List every line in this data where the string "wooden" occurs.

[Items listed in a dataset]

========

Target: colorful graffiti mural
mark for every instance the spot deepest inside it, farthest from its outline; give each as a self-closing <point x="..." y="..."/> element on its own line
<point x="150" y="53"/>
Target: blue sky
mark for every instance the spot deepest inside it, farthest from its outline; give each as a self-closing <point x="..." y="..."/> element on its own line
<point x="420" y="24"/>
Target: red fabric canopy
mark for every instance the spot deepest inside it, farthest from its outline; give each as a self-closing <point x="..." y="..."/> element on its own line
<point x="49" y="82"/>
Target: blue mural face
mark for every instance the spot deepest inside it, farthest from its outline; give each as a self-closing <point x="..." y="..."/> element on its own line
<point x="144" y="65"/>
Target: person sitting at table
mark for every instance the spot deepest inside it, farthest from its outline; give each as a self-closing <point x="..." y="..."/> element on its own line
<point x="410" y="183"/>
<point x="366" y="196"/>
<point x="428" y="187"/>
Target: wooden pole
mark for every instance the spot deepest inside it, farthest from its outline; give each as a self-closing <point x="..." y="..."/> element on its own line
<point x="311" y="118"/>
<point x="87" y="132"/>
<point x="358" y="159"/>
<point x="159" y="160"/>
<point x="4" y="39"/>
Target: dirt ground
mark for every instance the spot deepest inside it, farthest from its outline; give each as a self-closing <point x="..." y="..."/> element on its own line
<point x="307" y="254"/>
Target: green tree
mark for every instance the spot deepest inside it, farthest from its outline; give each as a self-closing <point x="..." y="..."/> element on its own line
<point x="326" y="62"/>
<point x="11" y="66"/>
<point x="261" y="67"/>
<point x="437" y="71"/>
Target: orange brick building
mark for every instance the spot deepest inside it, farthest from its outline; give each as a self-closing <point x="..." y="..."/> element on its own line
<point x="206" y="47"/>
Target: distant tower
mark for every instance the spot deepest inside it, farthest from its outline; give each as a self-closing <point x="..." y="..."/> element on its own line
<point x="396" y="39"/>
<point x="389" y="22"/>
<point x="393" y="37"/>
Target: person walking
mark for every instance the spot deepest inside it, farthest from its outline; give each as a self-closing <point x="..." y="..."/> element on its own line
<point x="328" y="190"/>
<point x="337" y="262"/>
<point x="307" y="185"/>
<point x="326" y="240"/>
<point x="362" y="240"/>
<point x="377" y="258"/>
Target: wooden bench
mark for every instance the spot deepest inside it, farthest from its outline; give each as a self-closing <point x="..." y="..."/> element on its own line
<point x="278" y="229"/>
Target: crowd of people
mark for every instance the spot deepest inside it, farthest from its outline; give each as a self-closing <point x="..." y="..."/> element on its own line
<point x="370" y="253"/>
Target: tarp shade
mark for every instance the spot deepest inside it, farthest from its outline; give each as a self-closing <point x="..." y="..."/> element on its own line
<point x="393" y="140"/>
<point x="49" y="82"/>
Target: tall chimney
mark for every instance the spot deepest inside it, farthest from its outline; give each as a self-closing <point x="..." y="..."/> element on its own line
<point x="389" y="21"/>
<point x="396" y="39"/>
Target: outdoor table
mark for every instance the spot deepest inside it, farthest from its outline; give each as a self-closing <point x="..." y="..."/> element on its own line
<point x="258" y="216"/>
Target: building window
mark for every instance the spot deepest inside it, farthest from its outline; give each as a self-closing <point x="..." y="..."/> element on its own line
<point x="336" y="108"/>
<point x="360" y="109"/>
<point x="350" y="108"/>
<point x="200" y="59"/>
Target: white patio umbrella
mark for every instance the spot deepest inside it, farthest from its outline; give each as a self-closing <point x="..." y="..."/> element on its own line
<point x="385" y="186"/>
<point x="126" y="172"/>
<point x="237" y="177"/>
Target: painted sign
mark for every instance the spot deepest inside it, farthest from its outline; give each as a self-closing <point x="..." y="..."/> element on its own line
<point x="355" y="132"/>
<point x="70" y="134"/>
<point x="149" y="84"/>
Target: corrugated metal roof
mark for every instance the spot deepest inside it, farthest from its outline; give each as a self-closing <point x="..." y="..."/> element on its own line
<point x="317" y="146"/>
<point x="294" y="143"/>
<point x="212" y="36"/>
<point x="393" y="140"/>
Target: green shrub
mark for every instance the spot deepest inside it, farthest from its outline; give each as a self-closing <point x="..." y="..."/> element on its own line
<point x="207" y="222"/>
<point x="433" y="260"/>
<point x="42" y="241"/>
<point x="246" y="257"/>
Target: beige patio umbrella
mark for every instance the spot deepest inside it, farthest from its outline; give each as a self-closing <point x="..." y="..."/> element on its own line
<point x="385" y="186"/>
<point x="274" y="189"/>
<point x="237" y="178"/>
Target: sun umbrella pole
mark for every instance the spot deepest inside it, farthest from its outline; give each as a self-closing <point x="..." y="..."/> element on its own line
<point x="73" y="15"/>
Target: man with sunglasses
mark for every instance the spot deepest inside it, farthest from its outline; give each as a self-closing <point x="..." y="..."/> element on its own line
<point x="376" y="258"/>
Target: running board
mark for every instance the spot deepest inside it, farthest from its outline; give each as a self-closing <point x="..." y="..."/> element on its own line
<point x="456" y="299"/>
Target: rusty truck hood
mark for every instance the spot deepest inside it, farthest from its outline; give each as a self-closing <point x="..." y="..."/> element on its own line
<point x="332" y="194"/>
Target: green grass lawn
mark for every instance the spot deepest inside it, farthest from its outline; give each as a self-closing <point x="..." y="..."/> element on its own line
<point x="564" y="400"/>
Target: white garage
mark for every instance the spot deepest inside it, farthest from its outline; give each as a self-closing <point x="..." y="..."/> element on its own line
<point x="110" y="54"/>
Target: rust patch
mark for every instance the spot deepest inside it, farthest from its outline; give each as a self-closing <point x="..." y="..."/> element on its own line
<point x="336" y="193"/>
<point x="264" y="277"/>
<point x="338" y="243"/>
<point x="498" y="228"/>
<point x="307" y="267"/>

========

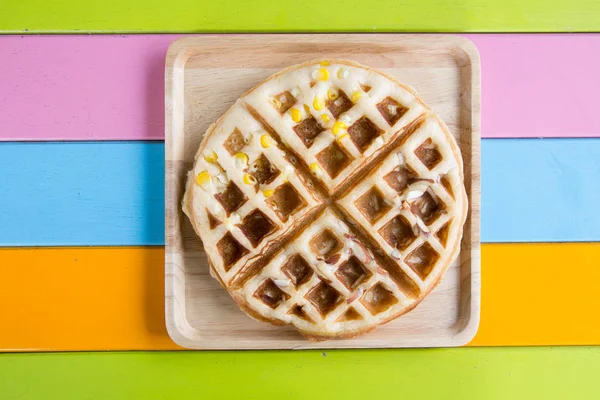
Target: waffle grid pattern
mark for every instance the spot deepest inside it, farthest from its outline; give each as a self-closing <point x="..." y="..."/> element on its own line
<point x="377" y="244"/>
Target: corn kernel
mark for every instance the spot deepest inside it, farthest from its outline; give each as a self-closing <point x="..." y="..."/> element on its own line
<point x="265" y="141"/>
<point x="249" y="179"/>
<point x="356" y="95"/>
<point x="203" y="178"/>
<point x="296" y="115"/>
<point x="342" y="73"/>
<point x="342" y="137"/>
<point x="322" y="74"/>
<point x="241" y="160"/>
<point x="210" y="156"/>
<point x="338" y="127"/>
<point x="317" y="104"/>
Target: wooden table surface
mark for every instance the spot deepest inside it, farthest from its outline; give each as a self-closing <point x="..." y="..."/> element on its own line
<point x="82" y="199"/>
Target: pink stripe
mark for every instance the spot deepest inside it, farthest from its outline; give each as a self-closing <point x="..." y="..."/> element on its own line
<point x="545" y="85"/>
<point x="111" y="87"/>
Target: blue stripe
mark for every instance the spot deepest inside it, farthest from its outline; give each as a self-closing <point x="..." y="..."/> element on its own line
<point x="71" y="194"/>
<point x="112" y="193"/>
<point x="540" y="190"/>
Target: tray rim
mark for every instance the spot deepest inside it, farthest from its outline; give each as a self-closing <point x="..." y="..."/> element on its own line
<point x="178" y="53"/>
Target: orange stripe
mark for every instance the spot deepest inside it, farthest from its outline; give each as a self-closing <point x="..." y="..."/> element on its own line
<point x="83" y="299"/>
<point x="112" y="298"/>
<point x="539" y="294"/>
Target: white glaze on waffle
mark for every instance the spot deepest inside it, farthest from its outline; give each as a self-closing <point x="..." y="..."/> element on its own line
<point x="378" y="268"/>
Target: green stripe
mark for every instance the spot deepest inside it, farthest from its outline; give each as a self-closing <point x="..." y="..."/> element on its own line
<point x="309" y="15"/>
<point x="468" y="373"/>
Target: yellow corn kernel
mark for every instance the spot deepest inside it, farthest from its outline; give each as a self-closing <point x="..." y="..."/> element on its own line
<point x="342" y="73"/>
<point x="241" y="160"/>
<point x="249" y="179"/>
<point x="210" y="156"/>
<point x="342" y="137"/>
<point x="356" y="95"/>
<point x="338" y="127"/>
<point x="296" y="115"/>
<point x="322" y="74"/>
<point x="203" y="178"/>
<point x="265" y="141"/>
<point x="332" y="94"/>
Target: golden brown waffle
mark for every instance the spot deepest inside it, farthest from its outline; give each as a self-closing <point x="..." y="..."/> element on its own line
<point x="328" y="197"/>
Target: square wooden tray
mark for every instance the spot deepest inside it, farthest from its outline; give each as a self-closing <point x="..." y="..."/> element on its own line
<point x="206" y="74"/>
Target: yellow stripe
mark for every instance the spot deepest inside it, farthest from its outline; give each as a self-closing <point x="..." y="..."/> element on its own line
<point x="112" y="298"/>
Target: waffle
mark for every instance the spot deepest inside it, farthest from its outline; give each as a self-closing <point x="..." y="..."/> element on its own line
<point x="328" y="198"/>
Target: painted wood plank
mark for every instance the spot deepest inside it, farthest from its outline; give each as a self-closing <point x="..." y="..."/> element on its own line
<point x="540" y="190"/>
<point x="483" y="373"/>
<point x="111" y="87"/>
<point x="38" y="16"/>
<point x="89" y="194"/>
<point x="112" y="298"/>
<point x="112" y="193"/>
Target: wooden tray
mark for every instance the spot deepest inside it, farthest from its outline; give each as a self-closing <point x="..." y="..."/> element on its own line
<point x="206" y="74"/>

========

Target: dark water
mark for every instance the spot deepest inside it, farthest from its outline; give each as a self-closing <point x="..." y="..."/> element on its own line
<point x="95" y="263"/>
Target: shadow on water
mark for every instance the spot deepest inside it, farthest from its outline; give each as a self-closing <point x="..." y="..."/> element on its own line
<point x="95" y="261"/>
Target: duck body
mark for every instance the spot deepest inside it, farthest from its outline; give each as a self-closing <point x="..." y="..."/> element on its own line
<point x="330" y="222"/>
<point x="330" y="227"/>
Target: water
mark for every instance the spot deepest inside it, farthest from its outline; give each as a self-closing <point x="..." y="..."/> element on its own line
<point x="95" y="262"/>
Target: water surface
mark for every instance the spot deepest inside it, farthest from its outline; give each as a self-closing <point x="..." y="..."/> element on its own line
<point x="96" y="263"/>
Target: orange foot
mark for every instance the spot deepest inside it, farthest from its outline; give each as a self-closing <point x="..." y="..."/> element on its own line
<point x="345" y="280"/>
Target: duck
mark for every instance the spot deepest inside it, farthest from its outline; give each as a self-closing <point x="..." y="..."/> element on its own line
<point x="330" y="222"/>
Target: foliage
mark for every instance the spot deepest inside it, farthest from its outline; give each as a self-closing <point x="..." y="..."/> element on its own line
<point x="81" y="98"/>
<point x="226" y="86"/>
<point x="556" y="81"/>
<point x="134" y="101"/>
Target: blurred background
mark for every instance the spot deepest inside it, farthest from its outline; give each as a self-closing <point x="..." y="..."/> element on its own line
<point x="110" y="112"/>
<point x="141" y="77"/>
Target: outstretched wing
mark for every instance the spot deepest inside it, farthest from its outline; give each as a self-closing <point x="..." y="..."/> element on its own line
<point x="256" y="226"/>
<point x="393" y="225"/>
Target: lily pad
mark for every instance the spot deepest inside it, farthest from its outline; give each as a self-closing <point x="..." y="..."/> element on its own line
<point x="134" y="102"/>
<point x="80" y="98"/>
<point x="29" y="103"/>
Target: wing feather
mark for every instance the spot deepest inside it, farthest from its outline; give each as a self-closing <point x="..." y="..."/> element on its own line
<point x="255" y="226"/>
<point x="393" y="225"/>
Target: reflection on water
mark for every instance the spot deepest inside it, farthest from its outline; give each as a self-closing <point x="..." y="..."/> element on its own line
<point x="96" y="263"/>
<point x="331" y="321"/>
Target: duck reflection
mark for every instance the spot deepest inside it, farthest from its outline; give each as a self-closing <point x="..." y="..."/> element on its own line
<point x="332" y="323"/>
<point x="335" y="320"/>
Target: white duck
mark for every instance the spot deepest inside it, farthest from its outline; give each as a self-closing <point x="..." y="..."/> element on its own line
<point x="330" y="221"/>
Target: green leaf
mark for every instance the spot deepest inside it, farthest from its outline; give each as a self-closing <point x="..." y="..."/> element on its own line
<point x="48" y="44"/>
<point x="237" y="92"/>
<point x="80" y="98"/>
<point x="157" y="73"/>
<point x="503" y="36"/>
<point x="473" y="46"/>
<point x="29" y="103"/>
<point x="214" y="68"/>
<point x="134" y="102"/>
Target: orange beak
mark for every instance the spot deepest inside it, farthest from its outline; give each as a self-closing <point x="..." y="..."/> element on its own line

========

*The answer*
Target: wooden pole
Target: wooden bench
Target: wooden table surface
Target: square wooden tray
Target: wooden tray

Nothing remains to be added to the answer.